■ GOAL OF THE EXERCISE: Reproduce the following entries verbatim, line for line, with every character unchanged.

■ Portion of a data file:
______
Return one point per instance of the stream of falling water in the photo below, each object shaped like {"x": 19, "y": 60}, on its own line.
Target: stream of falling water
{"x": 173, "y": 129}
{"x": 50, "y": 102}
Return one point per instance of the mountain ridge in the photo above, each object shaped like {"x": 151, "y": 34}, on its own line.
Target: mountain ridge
______
■ OUTPUT OF THE TASK:
Return one point per instance of the stream of falling water in the photo below, each object shaped like {"x": 19, "y": 60}, on its own line.
Target: stream of falling water
{"x": 173, "y": 129}
{"x": 50, "y": 102}
Return one point per instance of the mountain ridge in the photo above, each object shaped like {"x": 151, "y": 34}, on its own line.
Target: mountain ridge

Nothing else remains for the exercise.